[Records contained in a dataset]

******************************

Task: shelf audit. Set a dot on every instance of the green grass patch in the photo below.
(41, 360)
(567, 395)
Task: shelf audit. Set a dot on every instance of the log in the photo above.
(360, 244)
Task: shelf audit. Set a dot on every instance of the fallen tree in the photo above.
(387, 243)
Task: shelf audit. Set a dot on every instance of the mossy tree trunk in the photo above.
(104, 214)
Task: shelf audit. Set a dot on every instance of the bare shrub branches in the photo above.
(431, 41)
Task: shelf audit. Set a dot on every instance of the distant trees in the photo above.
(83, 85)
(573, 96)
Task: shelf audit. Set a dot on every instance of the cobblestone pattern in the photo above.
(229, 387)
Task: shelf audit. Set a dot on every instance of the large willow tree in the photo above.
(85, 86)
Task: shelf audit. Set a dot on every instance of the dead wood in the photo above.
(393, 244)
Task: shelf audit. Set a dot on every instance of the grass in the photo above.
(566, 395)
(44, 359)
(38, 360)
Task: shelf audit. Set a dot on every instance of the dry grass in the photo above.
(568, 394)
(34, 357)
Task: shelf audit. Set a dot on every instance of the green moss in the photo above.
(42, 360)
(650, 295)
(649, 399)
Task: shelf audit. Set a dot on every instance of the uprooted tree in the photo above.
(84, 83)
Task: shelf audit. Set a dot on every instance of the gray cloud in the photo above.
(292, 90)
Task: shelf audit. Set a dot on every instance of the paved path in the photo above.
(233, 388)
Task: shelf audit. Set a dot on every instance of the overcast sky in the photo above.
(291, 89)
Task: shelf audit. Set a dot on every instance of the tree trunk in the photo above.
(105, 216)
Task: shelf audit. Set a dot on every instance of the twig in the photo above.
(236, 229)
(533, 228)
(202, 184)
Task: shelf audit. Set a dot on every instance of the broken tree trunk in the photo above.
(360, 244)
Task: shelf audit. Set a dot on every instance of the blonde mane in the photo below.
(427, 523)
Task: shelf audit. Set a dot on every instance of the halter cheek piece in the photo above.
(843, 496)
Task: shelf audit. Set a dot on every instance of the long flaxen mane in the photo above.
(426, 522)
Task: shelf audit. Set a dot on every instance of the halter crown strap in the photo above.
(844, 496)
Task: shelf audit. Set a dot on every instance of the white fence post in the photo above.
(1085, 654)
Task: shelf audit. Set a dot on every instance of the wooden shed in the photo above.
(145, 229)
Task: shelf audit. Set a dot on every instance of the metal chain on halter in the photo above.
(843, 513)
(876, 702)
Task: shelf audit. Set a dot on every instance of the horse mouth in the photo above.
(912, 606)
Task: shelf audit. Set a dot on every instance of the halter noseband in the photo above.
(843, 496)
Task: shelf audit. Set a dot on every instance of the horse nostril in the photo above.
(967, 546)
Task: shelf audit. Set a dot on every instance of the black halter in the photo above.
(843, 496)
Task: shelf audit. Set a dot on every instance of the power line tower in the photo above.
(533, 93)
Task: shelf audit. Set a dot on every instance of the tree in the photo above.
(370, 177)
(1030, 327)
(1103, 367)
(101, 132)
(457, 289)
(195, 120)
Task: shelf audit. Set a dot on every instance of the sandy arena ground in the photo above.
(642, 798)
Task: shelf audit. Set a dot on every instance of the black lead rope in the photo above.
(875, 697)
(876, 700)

******************************

Task details:
An exact copy of every record is needed; write it out in full.

Written response:
Task: shelf audit. Set a dot on every instance of the green grass patch in the photo below.
(41, 360)
(567, 395)
Task: shelf audit. Set a dot on every instance of the log in the photo above.
(360, 244)
Task: shelf audit. Set a dot on every instance of the fallen tree in the photo above.
(387, 243)
Task: shelf audit. Set a dot on every instance of the mossy tree trunk in the photo above.
(104, 214)
Task: shelf audit. Set a dot on every instance of the bare shrub branches in the photo above.
(431, 41)
Task: shelf audit. Set a dot on every instance of the distant trees in the photo above.
(83, 85)
(573, 96)
Task: shelf audit. Set a dot on every instance of the cobblestone pattern in the photo above.
(229, 387)
Task: shelf audit. Set a dot on every instance of the large willow tree in the photo above.
(85, 86)
Task: shelf audit. Set a dot on every instance of the dead wood in the photo above.
(393, 244)
Task: shelf audit. Set a dot on every instance of the grass in the photo above.
(566, 395)
(44, 359)
(38, 360)
Task: shelf audit. Set a dot on every instance of the dry grass in the photo above.
(568, 394)
(34, 357)
Task: shelf audit. Set a dot on every instance of the green moss in the photo above.
(42, 360)
(650, 295)
(649, 399)
Task: shelf audit. Set a dot on every instance of the uprooted tree in the photo above.
(84, 83)
Task: shelf audit. Set a dot on every instance of the gray cloud in the photo above.
(292, 90)
Task: shelf audit. Set a dot on every instance of the paved path in the photo above.
(233, 388)
Task: shelf audit. Set a dot on every instance of the overcast sky in the photo above.
(291, 89)
Task: shelf audit. Set a dot on every instance of the tree trunk in the photo above.
(105, 216)
Task: shelf audit. Set a dot on every instance of the twig in the photo above.
(236, 229)
(533, 228)
(202, 184)
Task: shelf audit. Set a dot on every instance of the broken tree trunk in the photo above.
(360, 244)
Task: shelf audit. Set a dot on every instance of the blonde mane in the photo below.
(427, 523)
Task: shelf audit. Set a dot on every instance of the halter cheek piece in the photo above.
(843, 496)
Task: shelf audit. Set a dot on every instance of the long flaxen mane in the photo above.
(426, 522)
Task: shelf audit. Set a dot on every instance of the halter crown strap in the photo above.
(844, 496)
Task: shelf audit. Set a dot on every instance of the white fence post in the photo above.
(1085, 654)
Task: shelf audit. Set a dot on every instance of the wooden shed in the photo above.
(145, 229)
Task: shelf audit. Set a dot on every instance of the metal chain on halter in the photo above.
(843, 513)
(876, 702)
Task: shelf audit. Set a dot on every instance of the horse mouth in the photo above.
(912, 606)
Task: shelf audit. Set a dot on every instance of the halter noseband in the photo above.
(843, 496)
Task: shelf audit. Set a dot on every instance of the horse nostril in the photo above.
(967, 546)
Task: shelf audit. Set a dot on every instance of the black halter in the photo above.
(843, 496)
Task: shelf audit. Set a dot on every instance of the power line tower in the photo above.
(533, 93)
Task: shelf audit. Set a dot on every instance of the tree in the photo above.
(370, 177)
(1030, 327)
(1103, 367)
(101, 132)
(457, 289)
(195, 120)
Task: shelf audit. Set a dot on every instance of the sandy arena ground in the photo above.
(642, 798)
Task: shelf audit. Set a dot on every instance of the black lead rope in the photo above.
(875, 697)
(876, 700)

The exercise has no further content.